[THE PROBLEM] Return each line of the records below that contains the word "sunlit", copying every such line in full.

[STORED DATA]
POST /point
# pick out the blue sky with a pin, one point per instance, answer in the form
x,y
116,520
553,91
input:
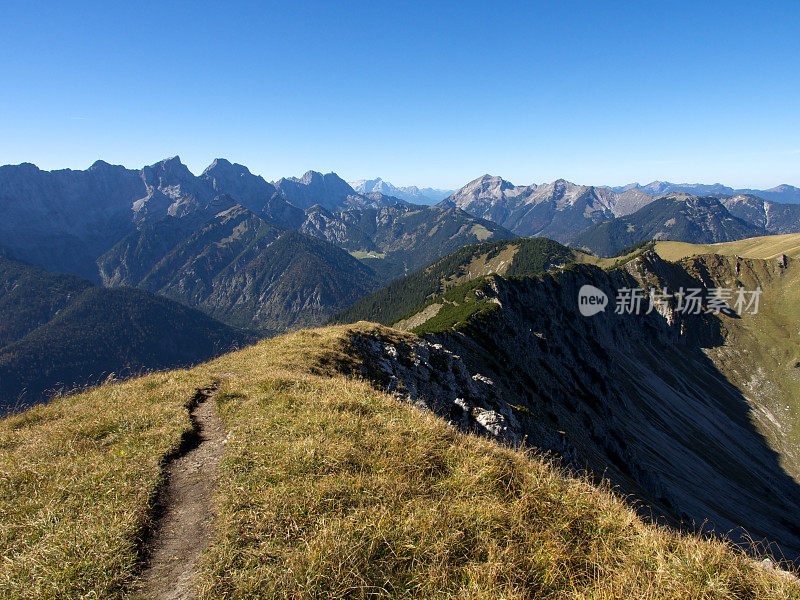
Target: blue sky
x,y
417,93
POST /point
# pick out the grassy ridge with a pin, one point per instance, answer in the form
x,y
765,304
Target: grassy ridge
x,y
76,480
330,489
405,296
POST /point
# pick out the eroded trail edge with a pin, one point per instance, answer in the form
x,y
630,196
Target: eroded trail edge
x,y
184,516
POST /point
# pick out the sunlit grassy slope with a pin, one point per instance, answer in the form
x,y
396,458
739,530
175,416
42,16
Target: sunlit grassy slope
x,y
768,339
330,489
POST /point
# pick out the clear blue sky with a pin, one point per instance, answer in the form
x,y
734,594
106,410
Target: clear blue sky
x,y
417,93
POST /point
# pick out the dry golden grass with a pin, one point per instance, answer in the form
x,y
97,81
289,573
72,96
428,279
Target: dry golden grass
x,y
331,489
76,480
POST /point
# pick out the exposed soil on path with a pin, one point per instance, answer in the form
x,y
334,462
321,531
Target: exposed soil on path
x,y
184,519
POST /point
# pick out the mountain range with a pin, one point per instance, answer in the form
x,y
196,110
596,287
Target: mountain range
x,y
605,220
676,216
411,193
692,414
784,193
265,256
60,331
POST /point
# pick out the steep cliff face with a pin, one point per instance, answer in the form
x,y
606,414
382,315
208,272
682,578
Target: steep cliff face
x,y
648,401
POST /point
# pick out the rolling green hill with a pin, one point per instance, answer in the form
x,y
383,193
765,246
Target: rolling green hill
x,y
678,218
329,488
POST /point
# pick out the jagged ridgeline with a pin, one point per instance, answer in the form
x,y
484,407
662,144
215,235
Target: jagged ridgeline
x,y
696,415
405,296
59,332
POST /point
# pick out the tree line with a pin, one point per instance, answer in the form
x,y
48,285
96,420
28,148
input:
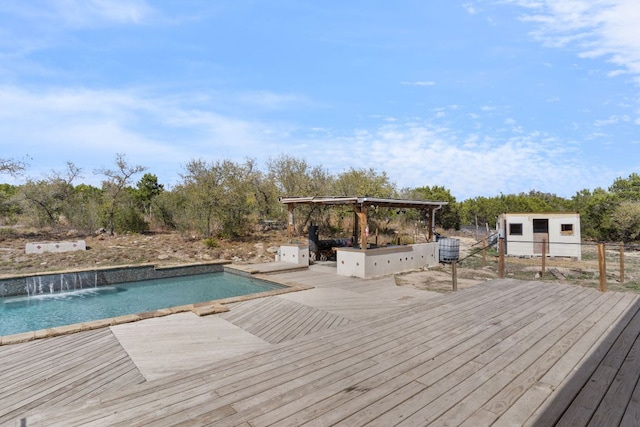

[FINAL RESULT]
# pick out the sunlit grassy slope with a pin, one point per instance, answer in the form
Target: sunlit grassy slope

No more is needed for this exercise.